* Written instruction a
Answer these questions from the passage on money and coinage, marking each answer with its number:
(i) Which two metals were used in ornamentation?
(ii) What problem was coinage the solution to?
(iii) What institutions were generally the only ones with enough clout and public respect to make coinage practical?

** START OF Provided passage **

Solution: metal. Pretty useful to a wide number of people, and even if you're doing business with the bread guy instead of the axe guy, he'll probably take your bronze bar anyways. Gold and silver were used in ornamentation--people have been making things pretty forever, and have always been willing to pay for it--and thus had value there. So instead of going all around town executing a complex eight-way trade, you can now just give the guy some metal. Fair enough.

But other problems, the biggest of which has to do with measure. How do I know that lump of stuff you've got there is really gold? Especially all the way through. So you had to weigh and test things to make sure what you were being offered was what your trading partner said it was. Note that we're still essentially bartering. See here. Metal was useful, so people were willing to trade it for other things.

Solution to the measure problem: coinage. A trustworthy source would arise and make coins of fixed and known qualities and weights and stamp them with an official seal. Governments were generally the only institutions with enough clout and public respect to engender sufficient trust for this to be practical. Essentially, the emperor's stamp meant "This coin has in it the amount of gold that the stamp says it does, and it's of at least a certain quality, so you don't have to measure or weigh it before you accept it as payment." This saves a huge amount of time, and greatly facilitates trade between otherwise naturally suspicious merchants. The extent to which a government's currency was used outside its borders was variable, and frequently cause for arbitrage. For a while there, the Phoenians made about 17% on every coin they traded with Egypt, because Egypt had just gone through a weight change. Sneaky bastards.

This also made forgery attractive (see here) because people are trusting that the coin is what it says it is. Governments weren't concerned about forgery because it would devalue their currency. The currency carried its value wherever it went. They were worried that if unscrupulous types stamped metal with the king's mark, they could capitalize on the trust placed by the public in the king and his administration for nefarious ends by using lower-quality metal or less of it in coinage.

** END OF Provided passage **
** START OF Recorded data **

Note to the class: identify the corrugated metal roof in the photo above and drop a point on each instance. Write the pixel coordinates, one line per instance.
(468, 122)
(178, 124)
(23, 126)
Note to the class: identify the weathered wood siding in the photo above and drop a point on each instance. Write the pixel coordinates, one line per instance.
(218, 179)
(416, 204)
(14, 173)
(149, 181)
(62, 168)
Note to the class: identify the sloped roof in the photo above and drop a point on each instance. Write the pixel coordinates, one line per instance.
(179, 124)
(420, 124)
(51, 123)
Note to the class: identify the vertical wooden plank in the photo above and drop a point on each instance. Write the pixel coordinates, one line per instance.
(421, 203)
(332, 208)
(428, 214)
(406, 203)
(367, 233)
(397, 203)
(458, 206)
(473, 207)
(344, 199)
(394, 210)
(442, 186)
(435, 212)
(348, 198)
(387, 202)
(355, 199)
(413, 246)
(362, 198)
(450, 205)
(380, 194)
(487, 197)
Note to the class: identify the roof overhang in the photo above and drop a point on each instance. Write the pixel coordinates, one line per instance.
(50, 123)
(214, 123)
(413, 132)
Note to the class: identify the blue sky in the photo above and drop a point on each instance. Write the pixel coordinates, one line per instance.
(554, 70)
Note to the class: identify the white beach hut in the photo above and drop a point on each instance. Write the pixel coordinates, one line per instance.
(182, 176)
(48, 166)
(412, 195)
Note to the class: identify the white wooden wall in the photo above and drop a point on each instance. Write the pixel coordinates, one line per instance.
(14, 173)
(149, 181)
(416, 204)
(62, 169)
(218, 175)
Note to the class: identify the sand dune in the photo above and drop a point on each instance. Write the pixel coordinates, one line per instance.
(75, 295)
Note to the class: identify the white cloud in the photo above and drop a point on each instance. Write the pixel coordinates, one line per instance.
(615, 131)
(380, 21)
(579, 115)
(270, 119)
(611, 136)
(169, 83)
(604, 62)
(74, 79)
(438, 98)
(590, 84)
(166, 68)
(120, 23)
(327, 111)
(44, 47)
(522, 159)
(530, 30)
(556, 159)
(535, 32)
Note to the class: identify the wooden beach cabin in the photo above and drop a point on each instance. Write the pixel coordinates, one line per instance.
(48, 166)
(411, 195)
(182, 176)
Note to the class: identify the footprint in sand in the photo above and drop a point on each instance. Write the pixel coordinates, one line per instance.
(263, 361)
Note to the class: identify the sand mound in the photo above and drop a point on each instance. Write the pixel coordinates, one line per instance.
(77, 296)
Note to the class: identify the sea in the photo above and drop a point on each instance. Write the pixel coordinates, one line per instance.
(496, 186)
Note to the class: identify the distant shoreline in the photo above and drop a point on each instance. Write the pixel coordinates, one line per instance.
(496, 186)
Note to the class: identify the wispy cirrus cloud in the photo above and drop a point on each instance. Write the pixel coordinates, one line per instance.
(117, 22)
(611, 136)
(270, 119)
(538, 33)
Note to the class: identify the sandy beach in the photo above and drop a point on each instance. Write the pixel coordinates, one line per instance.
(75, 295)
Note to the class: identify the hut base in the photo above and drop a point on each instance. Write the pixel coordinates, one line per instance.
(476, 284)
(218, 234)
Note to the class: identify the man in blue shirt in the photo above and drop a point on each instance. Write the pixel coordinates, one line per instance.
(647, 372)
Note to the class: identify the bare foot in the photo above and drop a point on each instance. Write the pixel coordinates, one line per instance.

** END OF Recorded data **

* Written instruction b
Rename "drop a point" to "place a marker" in the stretch of records from the line containing "Note to the class: identify the man" through the end of the records. Write out only that stretch, with everything else unchanged.

* Final result a
(i) Gold and silver.
(ii) The measure problem.
(iii) Governments.

* Final result b
Note to the class: identify the man in blue shirt in the photo above and place a marker on each instance. Write the pixel coordinates, one line per instance.
(647, 372)
Note to the class: identify the bare foot in the photo above and place a marker on each instance. Write the pixel coordinates, one line per instance.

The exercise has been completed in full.